_Fragmento citado_
Fue en ocasión del concurso del Asador Provincial en el que participaba mi sobrino Nico y cómo no acompañarlo estando tan cerca.

Ese domingo se presentaba con temperatura agradable, pero nublado y amenazando lluvia. Llegamos al lugar del torneo – una escuela agrotécnica- y allí estaban veintiséis parrilleros listos para competir por el primer premio. Debajo de metros y metros de tela sombra, largos tablones y sillas preparados para que los asistentes disfrutáramos luego de esas delicias que lentamente se cocinaban.

Un improvisado escenario, un animador entusiasta, un conjunto folclórico y la elección de la reina del certamen ocuparon la mañana. Yo miraba el cielo que estaba por descargar su lluvia y pensaba que en cuanto se otorgaran los premios podríamos volvernos…

A poco de comenzar a almorzar, una llovizna leve comenzó a manchar los papeles que a modo de manteles cubrían los tablones y entonces pensé: pronto tendremos que irnos…

Sin embargo, lentamente se despejó el cielo y hasta salió tímidamente el sol. Arrancó el baile, chamamé, cumbia, en una pista de césped todavía humedecido por la lluvia.

En primera instancia comencé a mirar a los bailarines, confieso que casi con espíritu crítico: algunos con sus ropas de gaucho, rastras atravesadas por su facón, sombreros, boinas; otros con tatuajes, otros con barba y bigote al estilo vikingo; parejas que se encontraban y se saludaban mutuamente sin perder el ritmo ni la alegría. ?

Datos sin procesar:
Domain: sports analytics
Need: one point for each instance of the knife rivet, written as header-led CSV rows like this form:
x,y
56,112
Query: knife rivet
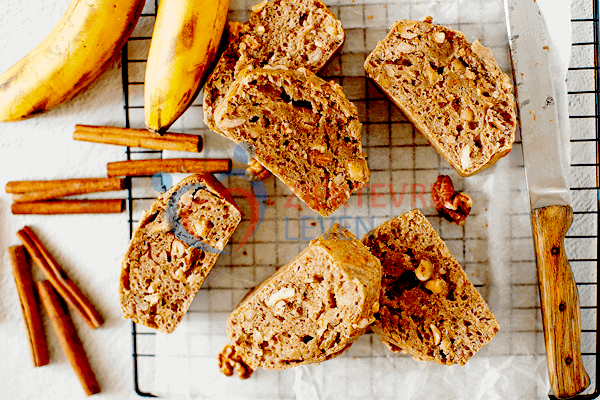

_Consignas escritas_
1/ Transcribe del relato sobre el concurso del Asador Provincial el pasaje comprendido entre "Fue en ocasión" y "lentamente se cocinaban.", ambos incluidos.
2/ Retoma el relato sobre el concurso del Asador Provincial y continúalo a partir de su última oración.

_Las respuestas_
1/
Fue en ocasión del concurso del Asador Provincial en el que participaba mi sobrino Nico y cómo no acompañarlo estando tan cerca.

Ese domingo se presentaba con temperatura agradable, pero nublado y amenazando lluvia. Llegamos al lugar del torneo – una escuela agrotécnica- y allí estaban veintiséis parrilleros listos para competir por el primer premio. Debajo de metros y metros de tela sombra, largos tablones y sillas preparados para que los asistentes disfrutáramos luego de esas delicias que lentamente se cocinaban.

2/
Sin embargo, más allá de sus ropas o bigotes o peinados, sus ojos destilaban un brillo que se reflejaba también en la sonrisa franca de cada uno .

Y yo sentada en una silla observando un cuadro al que me sentía incapaz de integrarme y sin embargo al que envidiaba de alguna manera.

Fue entonces que comencé a cuestionarme y me pregunté con cierta nostalgia: ¿Por qué fui perdiendo mi capacidad de disfrutar como están disfrutando ellos? ¿Qué es lo que me impide sumarme a ese bailoteo, reír con los demás, moverme – no importa si con o sin ritmo-?

¿Qué es lo que me tiene atada a esta silla en lugar de saltar al ruedo y ser una más en ese maremágnum de risas y movimiento?

Compleja situación que daba vueltas insistentemente en mi cabeza, hasta que afortunadamente se interrumpió con la entrega de premios, ya que mi sobrino logró el Segundo Premio Provincial.

Imbuidos de esa alegría, regresamos entre fotos, besos y abrazos, y seguimos el festejo en familia.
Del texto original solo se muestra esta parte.